As I actually have to go to work in 10 minutes I will just put up the pics of the wip Lord I have going on. This is about an hours worth of work, very basic, and I have no idea yet where I will end up as this is the first model to get paint and will become the basis for the entire army.



















Those of you who know my painting style will know that I am very fond of metallic paints and that I tend to use a fair bit of them even on models that don't always call for it. Because of this, I think that Necrons are going to be a very good match with my painting style as the entire army is metal. I do intend to break it up a bit with matte colours as well but the 90% look is something I dig.


----------



## Khorne's Fist (Jul 18, 2008)

Will be following this with interest. Considering that's only an hours work, this should turn into another masterclass in painting metallics.


----------



## NightlySyns (Oct 25, 2010)

Subscribed. I love your Thousand Sons. I'm sure the Crons will be amazing.

--------------------

Stated exercise 1:
Write out the part of the Necron painting thread starting at "Those of you" and ending at "in painting metallics.".
Stated exercise 2:
Answer these questions from the Necron painting thread, one per line:
(a) How much work had gone into the Lord at the time the pictures went up?
(b) What kind of paint is the first poster very fond of?
(c) Which of the first poster's armies does NightlySyns say they love?
Rely only on the Necron painting thread.

--------------------

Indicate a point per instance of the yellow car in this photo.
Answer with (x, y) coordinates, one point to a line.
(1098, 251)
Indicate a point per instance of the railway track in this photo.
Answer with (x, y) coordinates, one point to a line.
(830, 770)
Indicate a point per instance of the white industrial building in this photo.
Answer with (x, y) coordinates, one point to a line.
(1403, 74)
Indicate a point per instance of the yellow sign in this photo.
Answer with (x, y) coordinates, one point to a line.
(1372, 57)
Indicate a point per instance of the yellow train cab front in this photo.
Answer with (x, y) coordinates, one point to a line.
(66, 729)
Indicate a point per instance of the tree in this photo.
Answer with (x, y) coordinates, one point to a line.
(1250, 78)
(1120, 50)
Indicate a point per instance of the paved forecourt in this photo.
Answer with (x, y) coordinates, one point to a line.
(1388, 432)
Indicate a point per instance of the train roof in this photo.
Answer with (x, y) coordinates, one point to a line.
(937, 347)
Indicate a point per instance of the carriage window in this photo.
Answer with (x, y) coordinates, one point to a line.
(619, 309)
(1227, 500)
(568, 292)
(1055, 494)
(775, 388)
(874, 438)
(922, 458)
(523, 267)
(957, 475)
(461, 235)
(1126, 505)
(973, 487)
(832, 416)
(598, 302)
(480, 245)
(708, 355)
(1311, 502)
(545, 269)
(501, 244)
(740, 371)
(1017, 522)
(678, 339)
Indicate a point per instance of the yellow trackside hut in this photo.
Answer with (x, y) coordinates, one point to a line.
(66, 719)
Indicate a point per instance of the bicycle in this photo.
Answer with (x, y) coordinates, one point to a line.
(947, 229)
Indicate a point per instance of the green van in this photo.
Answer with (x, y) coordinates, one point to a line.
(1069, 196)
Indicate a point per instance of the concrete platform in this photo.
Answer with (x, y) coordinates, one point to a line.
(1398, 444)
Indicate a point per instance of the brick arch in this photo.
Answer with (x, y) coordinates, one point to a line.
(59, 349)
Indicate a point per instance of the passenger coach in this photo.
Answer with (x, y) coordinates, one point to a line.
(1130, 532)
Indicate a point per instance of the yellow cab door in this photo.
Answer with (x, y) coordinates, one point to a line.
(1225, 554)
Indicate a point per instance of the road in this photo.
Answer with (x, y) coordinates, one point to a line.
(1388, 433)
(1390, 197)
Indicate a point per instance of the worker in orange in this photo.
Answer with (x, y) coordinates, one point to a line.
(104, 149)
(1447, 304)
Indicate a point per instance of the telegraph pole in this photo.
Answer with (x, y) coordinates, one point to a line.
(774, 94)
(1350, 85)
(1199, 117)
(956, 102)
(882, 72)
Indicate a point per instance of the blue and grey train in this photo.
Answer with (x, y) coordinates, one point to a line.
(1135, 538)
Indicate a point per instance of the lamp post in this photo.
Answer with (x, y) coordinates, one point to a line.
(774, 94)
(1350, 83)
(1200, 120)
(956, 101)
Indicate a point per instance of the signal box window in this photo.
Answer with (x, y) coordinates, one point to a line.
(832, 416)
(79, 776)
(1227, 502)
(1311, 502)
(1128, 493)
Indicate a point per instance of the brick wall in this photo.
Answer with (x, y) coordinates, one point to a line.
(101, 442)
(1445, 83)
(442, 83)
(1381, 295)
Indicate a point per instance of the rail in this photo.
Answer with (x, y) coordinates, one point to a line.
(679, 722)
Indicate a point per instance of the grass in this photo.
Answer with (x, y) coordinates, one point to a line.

--------------------

Exercise solution 1:
Those of you who know my painting style will know that I am very fond of metallic paints and that I tend to use a fair bit of them even on models that don't always call for it. Because of this, I think that Necrons are going to be a very good match with my painting style as the entire army is metal. I do intend to break it up a bit with matte colours as well but the 90% look is something I dig.


----------



## Khorne's Fist (Jul 18, 2008)

Will be following this with interest. Considering that's only an hours work, this should turn into another masterclass in painting metallics.

Exercise solution 2:
(a) About an hour's worth of work
(b) Metallic paints
(c) The Thousand Sons